- _Brief A_
Turn the records into a JSON list of strings with one string per line and no blank lines. Start at the first line of the records and end with the line containing "M27 174L98 170L196". Omit the pictures.

- _Document_

## begin

Buyers look at earnings as a primary driver of value. There are many other factors such as strategic value, competitive position, branding, secret processes, and cost to duplicate. There are also many other factors, some not so evident or obvious, some intangible and some in the “good feelings” attitude about the business or its prospects. At the end of the day, it is sometimes hard to pinpoint exactly what made the difference for the buyer to close on the transaction. This article presents 64 items that can either increase or enhance a business’ value, or in the absence of them, decrease the value.

64 Ways to Increase and Enhance the Value of a Business

Buyers look at earnings as a primary driver of value. There are many other factors such as strategic value, competitive position, branding, secret processes, and cost to duplicate. There are also many other factors, some not so evident or obvious, some intangible and some in the “good feelings” attitude about the business or its prospects. At the end of the day, it is sometimes hard to pinpoint exactly what made the difference for the buyer to close on the transaction. Here are 64 items that can either increase or enhance a business’ value, or in the absence of them, decrease the value.

  1. Increase profits. Always good.
  2. Increase cash flow. Always important but cash flow is usually reduced when a company is profitable and growing rapidly, so this metric needs to be used along with many of the others. It is not a one-off.
  3. Increase free cash flow. This is cash flow from operations less payments for fixed asset acquisitions. This provides the amount available from operations that could be distributed to owners, pay down debt, and leave funds available to invest in the business for infrastructure, marketing, innovation, or growth.
  4. Increase sales. The rate of increase is also important as well as the trend.
  5. Increase margins or maintaining stable margins. Always important. Dropping margins is not good but that might not be avoidable. Any negative change should be explained in a memo, even if the change was your fault. This will usually be noticed and questioned, so it is better to present the reason before the question is asked. Some people feel they do not want to call attention to the negative, but in the case of value creation or protecting the value, a small negative could affect the business’ value in a big way. Also, by being up front it indicates that you are on top of things, in control, are working on solutions, and are trustworthy.

## end

- _Brief B_
Continue the article on increasing a business's value from the point where it ends.

- _Dataset content_
## begin

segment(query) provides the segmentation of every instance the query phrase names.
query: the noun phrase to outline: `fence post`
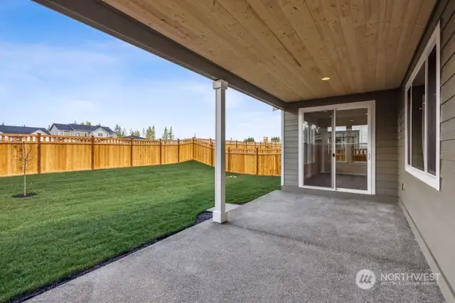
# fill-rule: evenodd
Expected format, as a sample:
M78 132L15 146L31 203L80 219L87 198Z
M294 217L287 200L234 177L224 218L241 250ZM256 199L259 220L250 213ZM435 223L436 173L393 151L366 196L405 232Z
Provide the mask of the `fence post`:
M259 175L259 148L256 148L256 175Z
M196 160L196 155L195 155L195 150L196 150L196 138L193 138L193 160Z
M36 138L37 141L37 144L38 145L36 146L36 157L37 157L37 164L36 166L38 167L38 173L41 174L41 133L38 133L38 138Z
M131 147L129 148L129 153L131 157L129 158L129 166L133 167L133 138L131 138Z
M92 170L95 170L95 136L92 135Z
M159 139L159 165L161 165L162 162L161 160L161 139Z
M210 165L213 166L213 142L210 139Z
M177 162L180 162L180 139L177 139Z

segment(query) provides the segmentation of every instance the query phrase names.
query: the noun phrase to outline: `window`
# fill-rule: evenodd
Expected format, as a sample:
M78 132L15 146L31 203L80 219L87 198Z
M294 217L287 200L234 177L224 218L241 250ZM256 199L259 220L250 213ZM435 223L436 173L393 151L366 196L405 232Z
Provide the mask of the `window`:
M439 189L439 25L406 84L406 171Z

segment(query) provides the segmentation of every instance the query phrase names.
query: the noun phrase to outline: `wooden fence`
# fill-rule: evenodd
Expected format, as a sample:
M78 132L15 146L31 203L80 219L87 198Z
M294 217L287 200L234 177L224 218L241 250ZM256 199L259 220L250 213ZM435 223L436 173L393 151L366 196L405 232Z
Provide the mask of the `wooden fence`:
M27 174L98 170L196 160L215 165L211 139L134 140L44 135L0 135L0 176L23 173L20 154L30 151ZM281 145L226 142L226 171L280 175Z

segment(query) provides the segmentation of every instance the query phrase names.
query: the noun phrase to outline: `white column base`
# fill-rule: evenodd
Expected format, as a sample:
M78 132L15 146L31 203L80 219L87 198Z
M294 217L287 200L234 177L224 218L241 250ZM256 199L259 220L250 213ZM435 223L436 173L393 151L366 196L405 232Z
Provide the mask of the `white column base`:
M220 212L218 211L213 211L212 213L213 215L213 222L216 223L225 223L228 221L228 212Z

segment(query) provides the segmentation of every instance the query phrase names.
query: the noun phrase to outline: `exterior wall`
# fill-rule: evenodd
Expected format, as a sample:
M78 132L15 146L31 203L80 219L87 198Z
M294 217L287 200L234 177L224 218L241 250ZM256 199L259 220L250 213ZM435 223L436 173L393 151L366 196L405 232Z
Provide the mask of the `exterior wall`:
M441 1L422 37L408 75L425 47L436 23L441 28L441 189L438 191L405 170L405 88L402 88L400 123L400 199L415 225L432 270L444 278L441 290L455 302L455 1ZM423 245L422 245L423 243Z
M299 186L299 113L284 111L283 153L285 186Z
M284 186L299 186L299 108L376 101L376 194L398 195L397 104L399 90L387 90L296 102L284 112ZM396 198L395 198L396 199Z

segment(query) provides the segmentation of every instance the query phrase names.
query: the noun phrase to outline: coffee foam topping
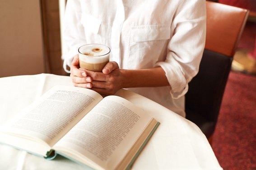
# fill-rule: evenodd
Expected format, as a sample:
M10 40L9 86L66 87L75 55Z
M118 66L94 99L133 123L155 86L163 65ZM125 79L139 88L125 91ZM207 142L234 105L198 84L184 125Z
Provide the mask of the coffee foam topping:
M108 61L110 49L100 44L89 44L80 47L79 51L80 60L88 63L98 63Z

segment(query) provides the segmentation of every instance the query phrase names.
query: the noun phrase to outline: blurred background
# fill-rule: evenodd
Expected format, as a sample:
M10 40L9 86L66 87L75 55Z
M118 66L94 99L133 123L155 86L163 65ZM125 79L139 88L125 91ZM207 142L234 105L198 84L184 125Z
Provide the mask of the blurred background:
M61 39L66 0L0 0L0 77L67 75L62 68L65 49ZM224 170L256 170L256 0L211 1L250 11L212 147Z
M0 77L65 75L61 59L61 1L0 0Z

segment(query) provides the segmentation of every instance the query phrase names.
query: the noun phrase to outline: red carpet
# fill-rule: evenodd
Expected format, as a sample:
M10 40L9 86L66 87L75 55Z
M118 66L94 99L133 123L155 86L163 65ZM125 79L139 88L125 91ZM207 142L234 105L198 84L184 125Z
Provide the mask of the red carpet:
M212 144L224 170L256 170L256 76L230 72Z

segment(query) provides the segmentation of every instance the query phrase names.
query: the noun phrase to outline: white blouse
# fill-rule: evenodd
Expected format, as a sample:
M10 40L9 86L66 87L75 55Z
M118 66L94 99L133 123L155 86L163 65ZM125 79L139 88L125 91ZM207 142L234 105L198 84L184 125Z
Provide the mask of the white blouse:
M184 95L205 47L205 0L68 0L64 40L70 66L82 45L102 44L121 68L160 66L169 86L130 88L185 117Z

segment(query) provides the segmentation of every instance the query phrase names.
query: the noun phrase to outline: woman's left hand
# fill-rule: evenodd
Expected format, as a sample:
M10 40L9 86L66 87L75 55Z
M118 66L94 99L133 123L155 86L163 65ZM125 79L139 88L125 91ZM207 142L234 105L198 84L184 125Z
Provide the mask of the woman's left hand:
M102 70L102 72L94 72L83 68L91 77L93 85L92 89L101 95L112 95L122 88L123 75L119 69L118 64L115 62L108 63Z

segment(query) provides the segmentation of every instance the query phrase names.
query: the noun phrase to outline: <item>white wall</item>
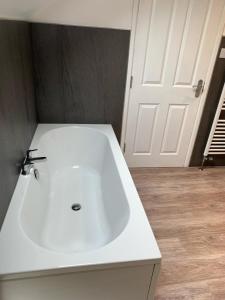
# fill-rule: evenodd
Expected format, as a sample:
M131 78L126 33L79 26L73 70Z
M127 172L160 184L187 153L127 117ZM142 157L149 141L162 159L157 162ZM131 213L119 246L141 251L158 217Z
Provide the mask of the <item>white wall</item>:
M0 0L0 18L130 29L133 0Z

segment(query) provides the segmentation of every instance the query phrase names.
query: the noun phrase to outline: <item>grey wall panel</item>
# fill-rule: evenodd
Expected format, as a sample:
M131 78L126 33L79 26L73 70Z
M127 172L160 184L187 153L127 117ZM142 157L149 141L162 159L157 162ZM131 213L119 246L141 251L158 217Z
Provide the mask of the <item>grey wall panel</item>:
M30 27L0 21L0 227L36 128Z
M216 109L220 100L221 92L225 82L225 59L219 58L221 48L225 48L225 37L222 38L218 51L216 64L213 70L213 75L206 98L205 107L203 110L197 138L195 141L191 166L200 166L203 158L203 153L211 130L211 126L215 117ZM207 164L207 163L206 163ZM209 162L213 165L225 165L224 156L214 156L214 160Z
M111 123L120 138L130 32L32 24L38 120Z

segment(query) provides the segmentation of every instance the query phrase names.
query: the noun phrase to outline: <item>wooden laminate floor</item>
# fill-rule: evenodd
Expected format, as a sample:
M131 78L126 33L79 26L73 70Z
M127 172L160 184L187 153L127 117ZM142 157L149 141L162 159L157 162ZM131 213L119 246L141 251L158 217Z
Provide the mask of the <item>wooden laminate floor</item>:
M162 253L156 300L225 300L225 168L131 174Z

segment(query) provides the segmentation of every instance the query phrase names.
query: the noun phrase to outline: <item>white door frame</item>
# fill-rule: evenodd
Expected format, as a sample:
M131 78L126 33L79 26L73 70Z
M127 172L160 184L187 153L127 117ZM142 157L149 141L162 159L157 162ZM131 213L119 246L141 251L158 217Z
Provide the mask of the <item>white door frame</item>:
M123 120L122 120L122 132L121 132L121 148L124 150L125 139L126 139L126 127L127 127L127 118L129 111L129 101L130 101L130 80L132 76L132 68L133 68L133 58L134 58L134 48L135 48L135 37L136 37L136 26L137 26L137 17L139 12L139 4L140 0L133 0L133 11L132 11L132 24L131 24L131 36L130 36L130 48L129 48L129 58L128 58L128 68L127 68L127 80L126 80L126 89L125 89L125 99L124 99L124 108L123 108ZM216 37L216 43L213 49L212 59L209 65L208 73L205 80L205 89L201 95L201 101L199 103L199 108L190 140L190 144L188 147L187 156L185 159L185 167L188 167L191 160L192 151L195 144L195 139L198 133L203 108L205 105L206 97L209 90L210 81L212 78L212 73L214 69L214 65L216 62L217 52L220 46L220 41L222 36L225 36L225 9L223 11L223 19L221 21L218 34Z

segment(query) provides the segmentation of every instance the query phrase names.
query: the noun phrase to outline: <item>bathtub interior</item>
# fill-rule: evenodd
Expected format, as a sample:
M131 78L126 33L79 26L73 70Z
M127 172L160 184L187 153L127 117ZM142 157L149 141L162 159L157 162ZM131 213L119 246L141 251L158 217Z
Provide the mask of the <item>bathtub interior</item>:
M126 227L129 205L110 142L82 127L57 128L35 145L40 178L30 178L20 214L23 232L52 251L82 252L113 241ZM79 204L80 210L72 206Z

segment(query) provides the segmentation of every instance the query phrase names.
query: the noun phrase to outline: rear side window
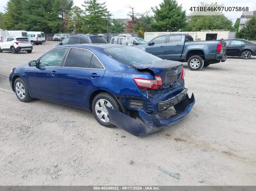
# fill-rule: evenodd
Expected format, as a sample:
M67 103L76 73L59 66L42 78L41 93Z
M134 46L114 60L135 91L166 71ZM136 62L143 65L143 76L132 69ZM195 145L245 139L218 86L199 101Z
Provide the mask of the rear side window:
M29 41L29 40L27 38L17 38L16 39L17 41Z
M92 43L107 43L108 42L102 37L90 37Z
M90 63L89 68L93 68L95 69L104 69L104 67L96 56L94 55L92 56L91 63Z
M169 37L169 43L175 43L179 42L181 40L181 35L170 35Z
M65 66L88 68L92 55L92 53L86 50L71 49L67 58Z
M22 34L22 37L28 37L28 33L27 33L23 32L22 33L21 33Z
M79 43L79 37L72 37L69 40L69 44L78 44Z
M79 44L84 44L85 43L89 43L87 37L80 36L79 38Z

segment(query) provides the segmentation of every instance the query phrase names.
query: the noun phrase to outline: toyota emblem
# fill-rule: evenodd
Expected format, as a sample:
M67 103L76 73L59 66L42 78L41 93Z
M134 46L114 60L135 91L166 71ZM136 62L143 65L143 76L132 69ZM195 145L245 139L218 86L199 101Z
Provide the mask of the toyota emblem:
M178 73L178 70L176 70L175 71L174 71L174 74L177 74L177 73Z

## end

- _Task output A_
[
  "segment(query) provides the segmentation of every instance the query phrase names.",
  "query: the noun phrase to outline: `fence post`",
  "# fill-rule: evenodd",
  "Expected format, as a sample:",
  "M78 132L15 146L31 203L80 219L87 198Z",
  "M294 217L287 200L234 177L224 218L241 250ZM256 199L259 220L250 213ZM435 223L436 173L393 151L366 196L405 232Z",
  "Provide the mask of the `fence post`:",
  "M259 175L259 148L256 148L256 175Z",
  "M196 160L196 155L195 155L195 150L196 150L196 138L193 138L193 160Z",
  "M36 138L37 141L37 144L38 145L36 146L36 157L37 157L37 164L36 166L38 167L38 173L41 174L41 133L38 133L38 138Z",
  "M131 147L129 148L129 153L131 157L129 158L129 166L133 167L133 138L131 138Z",
  "M92 170L95 170L95 136L92 135Z",
  "M159 139L159 165L161 165L162 162L161 160L161 139Z",
  "M210 165L213 166L213 142L210 139Z",
  "M177 162L180 162L180 139L177 139Z",
  "segment(query) provides the segmentation of every instance the query phrase names.",
  "query: the noun phrase to outline: `window`",
  "# fill-rule: evenodd",
  "Expected format, as a sample:",
  "M78 132L15 146L31 203L80 219L87 198Z",
  "M294 217L287 200L234 177L224 218L241 250ZM256 199L259 220L250 213ZM435 223L436 173L393 151L366 196L405 232Z",
  "Provide the mask of the `window`:",
  "M439 189L439 25L406 84L406 171Z",
  "segment(query) provides the segmentation of every instance the query phrase names.",
  "query: the noun phrase to outline: `wooden fence`",
  "# fill-rule: evenodd",
  "Expected format, as a sample:",
  "M78 132L15 146L31 203L80 219L87 198Z",
  "M294 217L287 200L234 177L224 218L241 250ZM256 199L259 220L250 213ZM435 223L436 173L393 151L366 196L405 232Z",
  "Provide the mask of the `wooden fence`:",
  "M27 174L98 170L196 160L215 165L211 139L134 140L44 135L0 135L0 176L23 173L20 154L30 151ZM281 145L226 142L226 171L280 175Z"
]

- _Task output B_
  6. Identify drivers of future growth that you were not able to yet capitalize on. Perhaps due to limited working capital, borrowing capacity, time, or lack of other resources. Drive the investment thesis and narrative.
  7. Separate sales into product lines or customer groupings and measure each line and group separately.
  8. Identify product or services lines that have continuous renewals or follow a subscription model. These usually have value separate and apart from the rest of the business.
  9. If you have a product service arm as part of a product sales operation, and the aggregate service revenue is substantially less that the sales portion, consider carving this out and showing it separately. While there might not be service contracts, the pattern of repetitive sales can be tantamount to an informal subscription model. This could also be separately valued and might command a higher multiple due to the predictability of that revenue and cash flow stream.
  10. Understand your different profit centers and the margins for each. Use the previous item as a sample of the value of this.
  11. Understand and identify your profitability by customer. Sometimes your noisiest and neediest or even your friendliest customers are your least profitable. This shows an emphasis on quality of sales, rather than quantity. What you do with this information is a function of how you run your business. However, segregating these customers and providing this information is a good start. Point to keep in mind is the “family tree” resulting from some of these customers. A very unprofitable and small customer might have been responsible for you getting introductions to your two largest customers. Know your numbers—all of them—and share them with a prospective buyer.
  12. Evaluate and quantify the profitability of your largest customers and determine what they add to the bottom line. At one point it might have made sense to have a very large customer or two to capture a greater sales volume to absorb some overhead or maybe a better price from a vendor. Nowadays with the technology many companies are using and the ability to run leaner and more agile operations, this might not be as valid. It never hurts to review this. Also, by dropping a large volume customer with very low margins, the overall company margins will increase without affecting profitability too much, if at all. This has many pieces and warrants a look. A value adder is a key “name” customer that has a limited number of suppliers for specific products and where a buyer would want to have access to that customer.
  13. Group smaller customers and treat them as a separate profit center. For instance, eight small customers combined would create a more meaningful profitability and cash flow center than each one by themselves would. Then compare the aggregate numbers for this group with single customers that size. Sometimes this creates revealing actionable data. Again, the more positive data that is provided to buyers, the greater the potential to add to the overall value of the company.
  14. Decrease overhead, but not to the extent that you would lessen effectiveness or efficiency. Demonstrate how you have “right sized.” Doing something positive does not mean that it should be looked at separately. Show and tell about it.
  15. Decrease debt. This usually does not factor into the value, but too much debt lessens the business’ value since the buyer will need to come up with more cash or their own debt to acquire and then operate the business.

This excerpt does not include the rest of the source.